__Problem to work on__
For the entries below, report every line that includes the word "street".

[Recorded data]

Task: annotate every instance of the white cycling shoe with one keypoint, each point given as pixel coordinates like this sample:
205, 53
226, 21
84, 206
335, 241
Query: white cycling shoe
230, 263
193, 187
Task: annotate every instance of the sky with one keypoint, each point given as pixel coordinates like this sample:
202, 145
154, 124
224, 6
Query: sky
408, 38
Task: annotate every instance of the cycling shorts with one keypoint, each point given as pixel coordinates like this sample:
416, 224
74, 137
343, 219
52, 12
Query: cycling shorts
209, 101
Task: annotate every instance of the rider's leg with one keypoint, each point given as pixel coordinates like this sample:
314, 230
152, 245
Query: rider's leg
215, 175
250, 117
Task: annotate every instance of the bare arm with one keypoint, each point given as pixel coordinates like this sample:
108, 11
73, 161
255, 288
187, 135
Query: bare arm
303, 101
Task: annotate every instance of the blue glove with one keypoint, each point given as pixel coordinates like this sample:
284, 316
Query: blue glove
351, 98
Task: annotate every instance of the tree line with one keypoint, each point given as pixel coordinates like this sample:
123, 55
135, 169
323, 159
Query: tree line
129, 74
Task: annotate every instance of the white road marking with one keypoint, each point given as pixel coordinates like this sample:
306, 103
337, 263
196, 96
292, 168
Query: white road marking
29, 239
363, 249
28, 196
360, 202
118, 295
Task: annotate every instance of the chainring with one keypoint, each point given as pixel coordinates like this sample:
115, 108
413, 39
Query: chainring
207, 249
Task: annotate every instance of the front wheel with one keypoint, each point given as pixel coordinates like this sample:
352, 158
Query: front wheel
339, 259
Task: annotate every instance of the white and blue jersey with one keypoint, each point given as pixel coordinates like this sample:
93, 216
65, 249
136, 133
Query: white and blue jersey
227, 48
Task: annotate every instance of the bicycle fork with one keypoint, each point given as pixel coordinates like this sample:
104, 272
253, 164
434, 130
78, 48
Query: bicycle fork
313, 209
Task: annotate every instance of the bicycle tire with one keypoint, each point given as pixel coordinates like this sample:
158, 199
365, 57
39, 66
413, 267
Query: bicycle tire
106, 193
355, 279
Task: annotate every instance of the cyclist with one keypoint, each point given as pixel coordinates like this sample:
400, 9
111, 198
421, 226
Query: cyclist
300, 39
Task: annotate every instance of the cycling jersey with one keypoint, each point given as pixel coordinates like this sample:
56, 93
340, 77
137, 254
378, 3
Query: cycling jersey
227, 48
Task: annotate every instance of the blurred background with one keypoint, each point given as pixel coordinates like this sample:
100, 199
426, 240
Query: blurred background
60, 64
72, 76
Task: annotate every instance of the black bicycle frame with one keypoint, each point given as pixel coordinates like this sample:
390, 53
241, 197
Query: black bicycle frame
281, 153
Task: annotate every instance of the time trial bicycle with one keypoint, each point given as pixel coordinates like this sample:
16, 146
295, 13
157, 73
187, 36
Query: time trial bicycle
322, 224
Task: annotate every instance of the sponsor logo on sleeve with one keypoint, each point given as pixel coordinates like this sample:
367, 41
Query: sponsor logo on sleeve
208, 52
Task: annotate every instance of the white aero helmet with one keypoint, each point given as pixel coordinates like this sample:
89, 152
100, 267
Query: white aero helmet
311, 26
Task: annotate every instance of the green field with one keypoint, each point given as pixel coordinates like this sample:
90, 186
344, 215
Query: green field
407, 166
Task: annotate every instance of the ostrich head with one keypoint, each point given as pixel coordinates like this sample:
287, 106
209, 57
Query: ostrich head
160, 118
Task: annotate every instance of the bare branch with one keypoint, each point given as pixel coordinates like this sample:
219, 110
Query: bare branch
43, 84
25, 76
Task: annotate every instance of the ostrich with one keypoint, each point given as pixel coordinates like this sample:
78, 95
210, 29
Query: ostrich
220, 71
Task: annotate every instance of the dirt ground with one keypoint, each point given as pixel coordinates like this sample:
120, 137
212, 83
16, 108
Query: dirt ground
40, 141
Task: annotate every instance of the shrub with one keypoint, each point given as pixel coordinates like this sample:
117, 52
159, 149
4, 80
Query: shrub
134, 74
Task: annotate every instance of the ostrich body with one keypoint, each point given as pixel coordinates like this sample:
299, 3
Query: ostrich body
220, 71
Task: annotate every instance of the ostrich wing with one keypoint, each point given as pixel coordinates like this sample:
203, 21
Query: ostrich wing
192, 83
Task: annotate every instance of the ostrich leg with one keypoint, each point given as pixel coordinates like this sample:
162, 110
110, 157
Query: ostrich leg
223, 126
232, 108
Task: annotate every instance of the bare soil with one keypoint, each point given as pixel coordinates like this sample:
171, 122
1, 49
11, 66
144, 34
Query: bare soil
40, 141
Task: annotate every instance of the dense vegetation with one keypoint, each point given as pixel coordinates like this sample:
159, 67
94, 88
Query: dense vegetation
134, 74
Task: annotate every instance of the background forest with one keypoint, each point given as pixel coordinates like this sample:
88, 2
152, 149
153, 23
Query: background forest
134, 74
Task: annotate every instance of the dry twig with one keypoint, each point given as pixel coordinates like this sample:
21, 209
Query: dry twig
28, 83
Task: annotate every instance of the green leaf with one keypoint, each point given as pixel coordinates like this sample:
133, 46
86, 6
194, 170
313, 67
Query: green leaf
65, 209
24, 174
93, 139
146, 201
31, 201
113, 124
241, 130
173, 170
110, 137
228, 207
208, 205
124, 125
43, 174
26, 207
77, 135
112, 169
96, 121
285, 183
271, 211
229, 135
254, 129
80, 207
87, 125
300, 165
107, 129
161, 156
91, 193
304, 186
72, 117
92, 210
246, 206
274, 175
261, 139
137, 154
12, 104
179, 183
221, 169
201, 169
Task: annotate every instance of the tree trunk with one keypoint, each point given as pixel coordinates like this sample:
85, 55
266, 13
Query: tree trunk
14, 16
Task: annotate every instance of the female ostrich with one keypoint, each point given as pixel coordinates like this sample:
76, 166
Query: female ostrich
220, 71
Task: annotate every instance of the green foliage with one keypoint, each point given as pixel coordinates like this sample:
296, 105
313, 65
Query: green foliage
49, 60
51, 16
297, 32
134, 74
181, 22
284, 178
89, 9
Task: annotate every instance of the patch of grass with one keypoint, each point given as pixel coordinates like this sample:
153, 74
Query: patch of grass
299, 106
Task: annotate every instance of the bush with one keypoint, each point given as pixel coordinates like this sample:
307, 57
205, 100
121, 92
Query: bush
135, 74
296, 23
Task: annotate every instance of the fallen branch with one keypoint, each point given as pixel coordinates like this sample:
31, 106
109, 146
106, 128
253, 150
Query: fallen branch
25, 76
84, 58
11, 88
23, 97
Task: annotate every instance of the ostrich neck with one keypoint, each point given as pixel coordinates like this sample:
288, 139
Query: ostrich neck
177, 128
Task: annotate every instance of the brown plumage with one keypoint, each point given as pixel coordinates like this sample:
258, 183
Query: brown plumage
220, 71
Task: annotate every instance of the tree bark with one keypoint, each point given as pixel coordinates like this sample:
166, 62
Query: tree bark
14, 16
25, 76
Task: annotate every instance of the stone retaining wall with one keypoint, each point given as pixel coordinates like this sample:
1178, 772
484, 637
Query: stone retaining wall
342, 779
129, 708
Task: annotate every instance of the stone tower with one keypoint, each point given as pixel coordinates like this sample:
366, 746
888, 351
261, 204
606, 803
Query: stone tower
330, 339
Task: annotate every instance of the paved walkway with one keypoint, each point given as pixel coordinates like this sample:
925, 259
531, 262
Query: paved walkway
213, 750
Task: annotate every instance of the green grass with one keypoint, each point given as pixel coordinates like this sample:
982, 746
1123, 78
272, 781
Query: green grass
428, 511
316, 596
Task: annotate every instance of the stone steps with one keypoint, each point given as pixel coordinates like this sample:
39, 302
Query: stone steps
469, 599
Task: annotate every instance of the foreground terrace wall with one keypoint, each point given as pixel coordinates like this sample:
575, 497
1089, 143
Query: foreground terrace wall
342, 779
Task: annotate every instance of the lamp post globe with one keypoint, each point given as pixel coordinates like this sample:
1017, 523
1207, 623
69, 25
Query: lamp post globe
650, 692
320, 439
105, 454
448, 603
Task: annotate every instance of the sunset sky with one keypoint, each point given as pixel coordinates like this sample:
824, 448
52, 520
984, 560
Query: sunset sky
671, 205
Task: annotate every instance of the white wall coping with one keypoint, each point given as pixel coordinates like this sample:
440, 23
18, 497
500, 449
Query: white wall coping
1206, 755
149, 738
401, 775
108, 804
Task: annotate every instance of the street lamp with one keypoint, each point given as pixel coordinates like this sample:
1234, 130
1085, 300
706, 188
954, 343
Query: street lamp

__Solution for this problem__
Task: annotate every instance of the street lamp with one keypoint, each point given as pixel coordinates like this sample:
Query: street lamp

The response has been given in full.